- THE EXERCISE: From the listing below, extract the part that opens with its first line and closes with the line containing "POLYGON ((12 334, 21", both ends included. Reproduce those lines without any change.

[start RECORDS TO PROCESS]

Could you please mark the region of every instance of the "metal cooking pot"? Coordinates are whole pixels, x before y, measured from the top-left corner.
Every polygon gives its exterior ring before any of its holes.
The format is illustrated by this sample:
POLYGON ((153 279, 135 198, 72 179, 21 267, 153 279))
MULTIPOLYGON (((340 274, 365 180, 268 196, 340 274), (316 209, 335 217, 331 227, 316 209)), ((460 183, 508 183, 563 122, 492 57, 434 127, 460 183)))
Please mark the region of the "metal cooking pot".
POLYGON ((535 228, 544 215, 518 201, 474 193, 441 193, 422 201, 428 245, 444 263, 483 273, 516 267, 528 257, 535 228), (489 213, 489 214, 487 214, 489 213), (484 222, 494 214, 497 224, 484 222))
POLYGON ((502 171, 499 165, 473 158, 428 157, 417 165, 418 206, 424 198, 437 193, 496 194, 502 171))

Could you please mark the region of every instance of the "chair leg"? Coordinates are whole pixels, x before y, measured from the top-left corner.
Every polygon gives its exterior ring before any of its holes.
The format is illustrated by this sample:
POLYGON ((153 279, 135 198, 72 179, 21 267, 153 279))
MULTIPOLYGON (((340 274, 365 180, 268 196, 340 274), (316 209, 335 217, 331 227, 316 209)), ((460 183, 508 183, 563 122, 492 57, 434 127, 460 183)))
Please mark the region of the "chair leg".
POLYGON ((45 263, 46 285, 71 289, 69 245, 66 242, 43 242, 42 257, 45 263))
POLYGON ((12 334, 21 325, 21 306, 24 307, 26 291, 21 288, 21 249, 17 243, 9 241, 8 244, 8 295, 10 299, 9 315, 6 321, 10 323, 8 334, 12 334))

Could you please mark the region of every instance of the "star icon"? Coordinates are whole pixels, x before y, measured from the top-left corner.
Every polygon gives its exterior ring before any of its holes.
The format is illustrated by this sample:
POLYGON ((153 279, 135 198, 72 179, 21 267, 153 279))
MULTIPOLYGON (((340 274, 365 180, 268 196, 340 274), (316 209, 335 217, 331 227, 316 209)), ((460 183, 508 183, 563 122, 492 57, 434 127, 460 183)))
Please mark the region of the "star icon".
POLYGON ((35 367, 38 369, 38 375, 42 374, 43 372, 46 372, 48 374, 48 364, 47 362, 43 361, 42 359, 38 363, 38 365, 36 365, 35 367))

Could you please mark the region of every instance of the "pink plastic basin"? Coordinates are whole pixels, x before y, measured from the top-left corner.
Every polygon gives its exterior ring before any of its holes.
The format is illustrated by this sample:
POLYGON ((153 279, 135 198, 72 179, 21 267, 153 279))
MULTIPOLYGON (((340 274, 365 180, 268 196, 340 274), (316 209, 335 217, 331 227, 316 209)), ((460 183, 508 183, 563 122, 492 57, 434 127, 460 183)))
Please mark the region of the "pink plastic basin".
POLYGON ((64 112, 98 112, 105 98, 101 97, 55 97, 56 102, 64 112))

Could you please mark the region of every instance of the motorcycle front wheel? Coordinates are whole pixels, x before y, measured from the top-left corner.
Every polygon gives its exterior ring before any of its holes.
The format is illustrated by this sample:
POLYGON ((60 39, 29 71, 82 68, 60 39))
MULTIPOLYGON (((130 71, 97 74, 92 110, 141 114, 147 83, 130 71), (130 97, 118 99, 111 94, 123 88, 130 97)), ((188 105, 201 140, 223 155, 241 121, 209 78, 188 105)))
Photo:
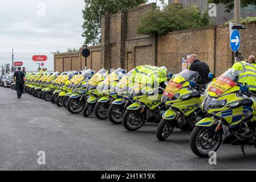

[end RECORDS TO PROCESS]

- REPLY TO THE TASK:
Could you please mark the region of every instance of the "metal cooking pot"? Coordinates are whole pixels, x before y, measured from the top-left corner.
Every polygon gives its exterior ring before any of its holes.
The format is illustrated by this sample:
POLYGON ((153 279, 135 198, 72 179, 21 267, 153 279))
MULTIPOLYGON (((340 274, 365 180, 268 196, 340 274), (316 209, 335 217, 331 227, 316 209)), ((460 183, 508 183, 563 122, 492 57, 434 127, 460 183)))
Please mark the region of the "metal cooking pot".
POLYGON ((535 228, 544 215, 518 201, 474 193, 441 193, 422 201, 428 245, 444 263, 483 273, 516 267, 528 257, 535 228), (489 213, 489 214, 487 214, 489 213), (484 222, 494 214, 497 224, 484 222))
POLYGON ((502 171, 499 165, 473 158, 428 157, 417 165, 418 206, 424 198, 437 193, 496 194, 502 171))

Could you please mark the region of every instance of the "chair leg"? Coordinates are whole pixels, x before y, measured from the top-left corner.
Every polygon gives its exterior ring before any of its holes.
The format is illustrated by this sample:
POLYGON ((153 279, 135 198, 72 179, 21 267, 153 279))
MULTIPOLYGON (((340 274, 365 180, 268 196, 340 274), (316 209, 335 217, 331 227, 316 209)), ((460 183, 508 183, 563 122, 492 57, 434 127, 460 183)))
Please mark the region of the "chair leg".
POLYGON ((45 263, 46 285, 71 289, 69 245, 66 242, 43 242, 42 257, 45 263))
POLYGON ((12 334, 21 325, 21 306, 24 307, 26 291, 21 288, 21 249, 17 243, 9 241, 8 244, 8 295, 10 299, 9 315, 6 321, 10 323, 8 334, 12 334))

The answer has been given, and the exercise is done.